- **CONSIGNE 1**:
Répondez aux questions suivantes sur l'extrait consacré à la communication des clubs marocains :
(a) Combien des 10 dernières publications de la page officielle du Raja, entre le 02 et le 04 janvier 2021, sont en anglais ?
(b) D'après Aziz Garroud, quelles langues les clubs marocains employaient-ils auparavant ?
(c) Quels clubs sont cités comme exemples pour la conception d'une application mobile ?
- **CONSIGNE 2**:
Pouvez-vous recopier à l'identique le passage de l'extrait sur la communication des clubs marocains qui va de « Le recours à » jusqu'à « digital des clubs. » inclus ?

- **EXTRAIT DE PAGE**:
☆ ☆ ☆ ☆ ☆

Sur les 10 dernières publications sur la page officielle du Raja entre le 02 et le 04 janvier 2021, 7 postes sont publiées en anglais. Sur ce point, les avis divergent entre ceux qui pensent que l’anglais est devenu indispensable pour la communication 2.0 et d’autres qui considèrent que les clubs qui communiquent en anglais sur les réseaux sociaux ne répondent pas aux besoins de leur cible directe, dont la majorité se trouve au Maroc.
L’anglais, un hic ?
Pour le dirigeant que nous avons contacté, l’usage de l’anglais comme langue de communication sur les réseaux sociaux peut ouvrir de nouvelles perspectives aux équipes marocaines :"L’utilisation de l’anglais est une très bonne idée. Ça va bien servir les clubs à l’avenir pour promouvoir leur image à l’échelle mondiale" souligne-t-il.
Même son de cloche chez Youssef Amenzou. Il s’explique :"Beaucoup de clubs utilisent l’anglais. On remarque que cette langue commence à prendre beaucoup de place dans la société marocaine. Beaucoup de Marocains parlent désormais en anglais qu’en français. Mais je pense que pour les clubs qui communiquent en anglais, ils ont une vision stratégique, ils veulent toucher les fans qui se trouvent en Europe ou bien dans d’autres pays ».
Une question se pose : si l’anglais est une langue universelle son utilisation comme principal outil d’expression et de communication sur les réseaux sociaux des clubs marocains ne constituera-t-il pas un obstacle à la communication ? Aziz Garroud répond par l’affirmative. "Auparavant les clubs marocains utilisaient l’arabe et le français, mais après ils ont voulu suivre un autre modèle en publiant en anglais. C’est une stratégie qui est vouée à l’échec. Parce que la majorité des supporters vivent au Maroc et en dépit de l’intérêt de plus en plus grandissant des jeunes à l’anglais, une grande partie de la population ne comprend même pas cette langue".
Le recours à la langue de Shakespeare pourrait aussi desservir la stratégie de communication des clubs. Selon Aziz Garroud, communiquer en anglais alors que la cible principale est majoritairement arabophone est une action qui pèsera négativement sur la stratégie de communication et créera un obstacle pour le développement digital des clubs.
En dépit de toutes les failles existantes au niveau de la communication et du marketing digital, plusieurs clubs marocains déploient de grands efforts pour améliorer leurs pratiques communicationnelles. Actualiser le fil d’actualité sur les réseaux sociaux, transmettre des images en temps réel de l’entraînement des joueurs, interviewer les responsables et porter leurs voix sur les réseaux sociaux, ou même concevoir une application mobile pour cibler davantage de personnes (le cas du Moghreb de Fès et du FUS) … sont entre autres des actions qui méritent d’être mises en avant … en attendant de professionnaliser un champ qui reste « peu exploité » au Maroc.

☆ ☆ ☆ ☆ ☆

- **DONNÉES BRUTES**:
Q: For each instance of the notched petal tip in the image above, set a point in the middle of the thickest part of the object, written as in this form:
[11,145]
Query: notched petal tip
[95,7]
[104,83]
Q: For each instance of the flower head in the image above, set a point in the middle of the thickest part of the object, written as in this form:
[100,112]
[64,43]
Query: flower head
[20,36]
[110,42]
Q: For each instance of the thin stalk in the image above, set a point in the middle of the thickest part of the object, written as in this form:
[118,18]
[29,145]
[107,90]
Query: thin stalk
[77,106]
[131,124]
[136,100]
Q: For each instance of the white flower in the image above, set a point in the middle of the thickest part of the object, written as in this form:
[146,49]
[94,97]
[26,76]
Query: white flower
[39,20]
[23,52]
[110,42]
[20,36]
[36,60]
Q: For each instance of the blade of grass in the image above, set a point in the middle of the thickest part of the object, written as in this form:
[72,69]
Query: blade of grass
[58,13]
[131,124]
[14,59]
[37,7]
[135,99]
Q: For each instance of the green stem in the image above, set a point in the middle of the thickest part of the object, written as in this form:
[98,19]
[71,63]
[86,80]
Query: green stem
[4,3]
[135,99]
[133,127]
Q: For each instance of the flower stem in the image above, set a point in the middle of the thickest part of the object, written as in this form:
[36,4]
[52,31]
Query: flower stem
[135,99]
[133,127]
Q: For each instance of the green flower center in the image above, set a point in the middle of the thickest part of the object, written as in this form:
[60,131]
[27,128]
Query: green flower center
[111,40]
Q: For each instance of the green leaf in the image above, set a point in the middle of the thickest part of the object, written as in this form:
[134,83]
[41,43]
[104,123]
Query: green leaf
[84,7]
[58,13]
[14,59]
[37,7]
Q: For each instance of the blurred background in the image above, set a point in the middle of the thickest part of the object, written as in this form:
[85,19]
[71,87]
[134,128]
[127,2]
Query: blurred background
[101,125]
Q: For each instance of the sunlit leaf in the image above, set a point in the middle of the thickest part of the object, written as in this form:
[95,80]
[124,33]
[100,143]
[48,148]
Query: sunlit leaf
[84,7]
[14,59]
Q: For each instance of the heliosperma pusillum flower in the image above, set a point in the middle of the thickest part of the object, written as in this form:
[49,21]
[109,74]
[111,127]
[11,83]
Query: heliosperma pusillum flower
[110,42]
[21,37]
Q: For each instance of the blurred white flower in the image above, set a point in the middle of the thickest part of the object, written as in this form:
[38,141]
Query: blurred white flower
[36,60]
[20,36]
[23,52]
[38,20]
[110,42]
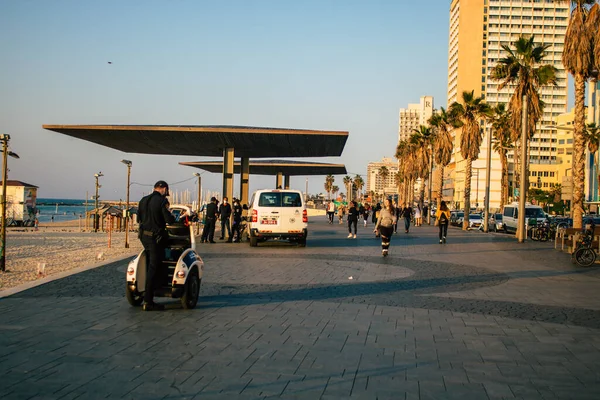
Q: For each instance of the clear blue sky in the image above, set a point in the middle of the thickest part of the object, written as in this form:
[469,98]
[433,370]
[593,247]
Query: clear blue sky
[333,65]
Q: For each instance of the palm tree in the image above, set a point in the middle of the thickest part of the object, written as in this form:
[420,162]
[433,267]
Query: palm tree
[329,179]
[398,180]
[502,144]
[522,69]
[358,183]
[468,114]
[442,123]
[422,139]
[578,59]
[348,183]
[384,172]
[592,138]
[335,189]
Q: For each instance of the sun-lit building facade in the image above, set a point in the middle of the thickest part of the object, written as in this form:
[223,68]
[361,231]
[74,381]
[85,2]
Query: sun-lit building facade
[478,29]
[375,181]
[414,116]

☆ ☆ ☆ ☆ ☆

- **RÉPONSE 1**:
(a) 7 publications.
(b) L'arabe et le français.
(c) Le Moghreb de Fès et le FUS.

- **RÉPONSE 2**:
Le recours à la langue de Shakespeare pourrait aussi desservir la stratégie de communication des clubs. Selon Aziz Garroud, communiquer en anglais alors que la cible principale est majoritairement arabophone est une action qui pèsera négativement sur la stratégie de communication et créera un obstacle pour le développement digital des clubs.